INFORMATION SHOWN:
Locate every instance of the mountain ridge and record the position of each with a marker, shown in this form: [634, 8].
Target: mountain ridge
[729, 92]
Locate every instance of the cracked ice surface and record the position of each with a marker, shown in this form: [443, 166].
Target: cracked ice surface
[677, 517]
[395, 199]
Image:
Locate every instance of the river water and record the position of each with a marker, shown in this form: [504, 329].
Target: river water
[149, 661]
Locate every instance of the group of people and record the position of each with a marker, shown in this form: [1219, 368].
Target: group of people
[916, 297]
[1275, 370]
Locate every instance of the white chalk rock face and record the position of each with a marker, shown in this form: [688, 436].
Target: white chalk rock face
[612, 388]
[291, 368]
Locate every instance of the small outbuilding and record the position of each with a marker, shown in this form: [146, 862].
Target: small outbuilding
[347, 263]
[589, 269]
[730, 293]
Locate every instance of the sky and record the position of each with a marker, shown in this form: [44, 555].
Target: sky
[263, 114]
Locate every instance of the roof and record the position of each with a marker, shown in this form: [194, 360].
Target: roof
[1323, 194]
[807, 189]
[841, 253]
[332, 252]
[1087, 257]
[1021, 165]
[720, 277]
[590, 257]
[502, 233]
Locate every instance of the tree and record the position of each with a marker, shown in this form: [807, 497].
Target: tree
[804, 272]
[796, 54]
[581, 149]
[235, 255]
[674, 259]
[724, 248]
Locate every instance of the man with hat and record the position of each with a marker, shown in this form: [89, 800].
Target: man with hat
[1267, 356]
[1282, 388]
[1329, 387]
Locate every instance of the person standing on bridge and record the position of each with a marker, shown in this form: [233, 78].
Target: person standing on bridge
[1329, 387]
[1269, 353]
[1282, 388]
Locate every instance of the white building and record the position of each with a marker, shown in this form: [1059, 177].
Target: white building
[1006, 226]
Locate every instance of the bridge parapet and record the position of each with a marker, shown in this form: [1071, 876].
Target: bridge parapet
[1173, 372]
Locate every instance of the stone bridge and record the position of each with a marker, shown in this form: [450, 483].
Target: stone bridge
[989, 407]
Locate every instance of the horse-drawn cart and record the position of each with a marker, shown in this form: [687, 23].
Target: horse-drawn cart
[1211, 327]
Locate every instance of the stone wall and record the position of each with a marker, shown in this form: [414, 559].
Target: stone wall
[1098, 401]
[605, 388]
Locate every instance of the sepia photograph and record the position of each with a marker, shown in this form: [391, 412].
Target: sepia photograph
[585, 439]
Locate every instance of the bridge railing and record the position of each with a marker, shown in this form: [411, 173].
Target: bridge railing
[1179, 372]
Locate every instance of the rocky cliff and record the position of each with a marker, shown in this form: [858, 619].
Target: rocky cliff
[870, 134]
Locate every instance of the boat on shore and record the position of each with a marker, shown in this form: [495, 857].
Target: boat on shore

WHAT YOU SHOULD DO: Please turn the stretch of items above, from the line containing "Locate every instance of the sepia" through the last line, into a numbered list with one line per number and any blank lines left out.

RESULT BELOW:
1. Locate every instance of the sepia photograph and record the position of each with a marker, shown in this form: [391, 412].
2. Target: sepia photograph
3. [585, 439]
4. Locate every instance of the bridge railing and record the position of each with a marker, shown in this form: [411, 173].
5. Target: bridge railing
6. [1179, 372]
7. Locate every instance of the rocky cliff and record the position of each with a marker, shown in this form: [858, 619].
8. Target: rocky cliff
9. [870, 134]
10. Locate every instance of the boat on shore and record the position of each with a marker, shown in this form: [495, 857].
11. Target: boat on shore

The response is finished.